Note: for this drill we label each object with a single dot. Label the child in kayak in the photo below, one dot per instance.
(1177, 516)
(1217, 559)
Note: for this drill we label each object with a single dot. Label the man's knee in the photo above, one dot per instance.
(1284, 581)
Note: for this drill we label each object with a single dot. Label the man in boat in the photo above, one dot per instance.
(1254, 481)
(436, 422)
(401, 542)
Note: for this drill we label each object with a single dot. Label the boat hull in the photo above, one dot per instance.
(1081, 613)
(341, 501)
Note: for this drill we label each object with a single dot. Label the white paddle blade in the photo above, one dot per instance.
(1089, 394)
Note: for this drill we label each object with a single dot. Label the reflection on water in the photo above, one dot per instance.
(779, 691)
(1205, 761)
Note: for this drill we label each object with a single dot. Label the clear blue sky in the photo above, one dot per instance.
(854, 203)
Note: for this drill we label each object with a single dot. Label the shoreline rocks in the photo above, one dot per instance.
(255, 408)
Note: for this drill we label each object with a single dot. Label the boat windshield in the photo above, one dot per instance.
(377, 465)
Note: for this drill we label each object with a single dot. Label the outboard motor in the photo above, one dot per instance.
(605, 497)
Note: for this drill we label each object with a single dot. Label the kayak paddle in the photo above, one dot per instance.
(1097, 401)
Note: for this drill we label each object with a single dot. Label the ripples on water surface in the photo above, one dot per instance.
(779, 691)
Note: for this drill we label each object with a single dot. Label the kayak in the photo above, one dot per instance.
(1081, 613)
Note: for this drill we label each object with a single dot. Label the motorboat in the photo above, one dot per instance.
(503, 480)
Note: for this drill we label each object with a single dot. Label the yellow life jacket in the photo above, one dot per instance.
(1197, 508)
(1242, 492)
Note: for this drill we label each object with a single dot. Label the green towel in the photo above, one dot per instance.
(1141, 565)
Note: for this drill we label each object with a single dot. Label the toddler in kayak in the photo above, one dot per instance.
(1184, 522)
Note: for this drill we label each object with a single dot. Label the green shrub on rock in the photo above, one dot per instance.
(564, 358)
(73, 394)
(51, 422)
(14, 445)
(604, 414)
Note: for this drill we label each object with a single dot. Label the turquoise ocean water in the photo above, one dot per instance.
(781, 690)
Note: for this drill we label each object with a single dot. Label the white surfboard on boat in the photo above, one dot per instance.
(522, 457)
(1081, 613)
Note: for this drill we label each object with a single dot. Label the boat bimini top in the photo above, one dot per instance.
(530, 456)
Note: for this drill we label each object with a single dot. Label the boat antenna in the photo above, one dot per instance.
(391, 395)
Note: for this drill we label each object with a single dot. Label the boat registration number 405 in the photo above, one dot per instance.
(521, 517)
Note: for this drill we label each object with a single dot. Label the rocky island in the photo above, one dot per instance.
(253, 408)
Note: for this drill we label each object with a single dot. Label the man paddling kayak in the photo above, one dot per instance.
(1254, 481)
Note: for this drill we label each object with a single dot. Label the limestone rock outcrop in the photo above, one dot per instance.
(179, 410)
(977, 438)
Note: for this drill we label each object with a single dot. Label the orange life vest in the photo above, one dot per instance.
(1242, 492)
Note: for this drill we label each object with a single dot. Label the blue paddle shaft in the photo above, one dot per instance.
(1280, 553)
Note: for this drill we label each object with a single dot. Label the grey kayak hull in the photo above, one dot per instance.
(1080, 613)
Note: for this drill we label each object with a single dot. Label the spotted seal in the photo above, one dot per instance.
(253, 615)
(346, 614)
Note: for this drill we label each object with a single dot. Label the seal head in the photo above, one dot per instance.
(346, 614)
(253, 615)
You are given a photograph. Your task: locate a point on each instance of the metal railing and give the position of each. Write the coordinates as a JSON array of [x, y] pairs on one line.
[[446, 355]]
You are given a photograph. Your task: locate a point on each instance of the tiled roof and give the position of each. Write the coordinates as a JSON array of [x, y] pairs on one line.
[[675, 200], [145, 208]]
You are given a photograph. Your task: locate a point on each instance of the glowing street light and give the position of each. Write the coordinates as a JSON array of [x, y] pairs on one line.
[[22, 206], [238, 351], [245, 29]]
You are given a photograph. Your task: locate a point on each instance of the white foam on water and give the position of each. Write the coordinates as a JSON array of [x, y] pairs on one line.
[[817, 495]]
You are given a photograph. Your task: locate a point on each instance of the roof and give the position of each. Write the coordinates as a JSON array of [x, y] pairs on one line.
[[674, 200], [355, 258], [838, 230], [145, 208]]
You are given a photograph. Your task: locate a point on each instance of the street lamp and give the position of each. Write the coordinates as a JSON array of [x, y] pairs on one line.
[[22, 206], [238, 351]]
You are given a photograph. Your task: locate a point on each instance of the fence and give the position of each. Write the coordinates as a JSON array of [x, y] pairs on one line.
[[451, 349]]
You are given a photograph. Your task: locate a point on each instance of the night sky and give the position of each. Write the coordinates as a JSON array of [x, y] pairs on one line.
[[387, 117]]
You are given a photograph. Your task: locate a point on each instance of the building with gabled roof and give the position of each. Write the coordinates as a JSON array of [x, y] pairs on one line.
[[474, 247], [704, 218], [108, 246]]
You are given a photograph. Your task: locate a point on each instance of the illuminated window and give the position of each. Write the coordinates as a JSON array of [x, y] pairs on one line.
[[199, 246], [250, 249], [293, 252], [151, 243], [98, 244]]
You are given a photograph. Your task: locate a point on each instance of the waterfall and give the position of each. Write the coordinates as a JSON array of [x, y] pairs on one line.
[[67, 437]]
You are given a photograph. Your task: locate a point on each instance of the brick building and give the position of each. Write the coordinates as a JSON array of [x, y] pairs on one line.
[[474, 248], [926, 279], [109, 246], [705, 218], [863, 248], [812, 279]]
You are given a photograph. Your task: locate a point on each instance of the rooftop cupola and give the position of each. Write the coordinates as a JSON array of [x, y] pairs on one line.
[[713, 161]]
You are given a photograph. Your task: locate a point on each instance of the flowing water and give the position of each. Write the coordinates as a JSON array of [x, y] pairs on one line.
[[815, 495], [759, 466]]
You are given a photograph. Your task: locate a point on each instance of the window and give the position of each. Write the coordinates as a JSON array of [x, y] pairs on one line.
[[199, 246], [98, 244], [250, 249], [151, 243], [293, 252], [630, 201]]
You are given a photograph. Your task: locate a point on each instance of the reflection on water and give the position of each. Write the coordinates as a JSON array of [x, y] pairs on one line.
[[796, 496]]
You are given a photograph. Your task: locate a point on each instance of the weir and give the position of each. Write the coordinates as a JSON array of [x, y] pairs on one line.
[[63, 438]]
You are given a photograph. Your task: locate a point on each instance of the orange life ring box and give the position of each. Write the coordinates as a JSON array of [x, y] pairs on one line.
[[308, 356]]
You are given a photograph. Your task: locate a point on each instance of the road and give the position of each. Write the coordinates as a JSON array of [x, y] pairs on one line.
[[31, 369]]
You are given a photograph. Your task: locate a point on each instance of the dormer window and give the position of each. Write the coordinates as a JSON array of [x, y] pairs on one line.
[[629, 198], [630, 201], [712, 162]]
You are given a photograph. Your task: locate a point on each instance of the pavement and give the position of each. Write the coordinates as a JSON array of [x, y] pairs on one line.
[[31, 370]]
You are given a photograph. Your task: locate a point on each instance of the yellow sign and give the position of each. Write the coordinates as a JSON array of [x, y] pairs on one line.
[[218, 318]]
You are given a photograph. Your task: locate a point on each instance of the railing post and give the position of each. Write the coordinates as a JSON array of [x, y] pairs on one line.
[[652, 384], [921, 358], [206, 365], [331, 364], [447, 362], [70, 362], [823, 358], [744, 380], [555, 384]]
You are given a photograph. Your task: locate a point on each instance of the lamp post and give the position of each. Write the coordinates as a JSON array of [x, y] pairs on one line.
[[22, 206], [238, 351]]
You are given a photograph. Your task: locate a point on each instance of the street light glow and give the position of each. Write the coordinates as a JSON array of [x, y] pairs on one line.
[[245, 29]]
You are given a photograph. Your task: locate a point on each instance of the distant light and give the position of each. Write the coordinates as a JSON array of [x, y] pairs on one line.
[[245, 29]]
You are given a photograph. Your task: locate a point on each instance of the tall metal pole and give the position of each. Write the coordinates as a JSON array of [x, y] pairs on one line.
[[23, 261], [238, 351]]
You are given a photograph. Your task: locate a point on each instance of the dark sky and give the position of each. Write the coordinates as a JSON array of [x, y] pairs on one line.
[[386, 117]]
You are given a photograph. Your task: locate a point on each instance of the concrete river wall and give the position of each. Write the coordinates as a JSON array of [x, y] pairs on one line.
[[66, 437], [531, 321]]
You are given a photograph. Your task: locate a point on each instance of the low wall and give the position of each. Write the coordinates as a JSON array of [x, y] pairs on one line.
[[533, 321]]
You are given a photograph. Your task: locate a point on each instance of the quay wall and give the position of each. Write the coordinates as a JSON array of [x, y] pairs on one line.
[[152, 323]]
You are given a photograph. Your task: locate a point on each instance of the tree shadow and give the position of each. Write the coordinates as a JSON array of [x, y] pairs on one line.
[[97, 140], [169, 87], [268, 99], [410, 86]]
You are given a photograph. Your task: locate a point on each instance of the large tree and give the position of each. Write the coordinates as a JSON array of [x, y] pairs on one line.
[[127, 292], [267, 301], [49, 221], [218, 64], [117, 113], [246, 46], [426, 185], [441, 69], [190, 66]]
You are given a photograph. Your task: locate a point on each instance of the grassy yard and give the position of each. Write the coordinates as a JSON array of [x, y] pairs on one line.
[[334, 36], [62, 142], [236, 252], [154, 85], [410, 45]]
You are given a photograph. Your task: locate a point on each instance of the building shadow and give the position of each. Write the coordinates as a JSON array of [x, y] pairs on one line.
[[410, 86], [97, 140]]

#### [Exercise instructions]
Repeat exactly the lines from the line containing "of the tree" through the last line of the records above, including both, and nothing else.

#### [Solution for this task]
You are given a photograph. Your task: locate a point on each instance of the tree shadow and give the position of each. Write the coordinates as a JSON array of [x, y] pairs on one line.
[[97, 140], [169, 87], [268, 99], [410, 86]]
You are given a photograph. Your task: locate a point on each instance of the large tree and give the position of each. Write the coordinates as a JSON array of [x, y] pairs on one line.
[[127, 292], [267, 301], [49, 221], [218, 64], [117, 113], [246, 46], [426, 185], [441, 69], [190, 66]]
You are given a photograph. Your task: locate a point on each instance of the grassy yard and give the position of each. Write the coordinates as a JSON array of [x, y] pairs on one line.
[[334, 36], [62, 142], [236, 252], [154, 85], [410, 45]]
You are given a photograph. Your task: locate a point on each instance of the building shadow and give the position of each. Write the coordinates as a JSON array of [x, y] pairs on one line.
[[410, 86], [97, 140]]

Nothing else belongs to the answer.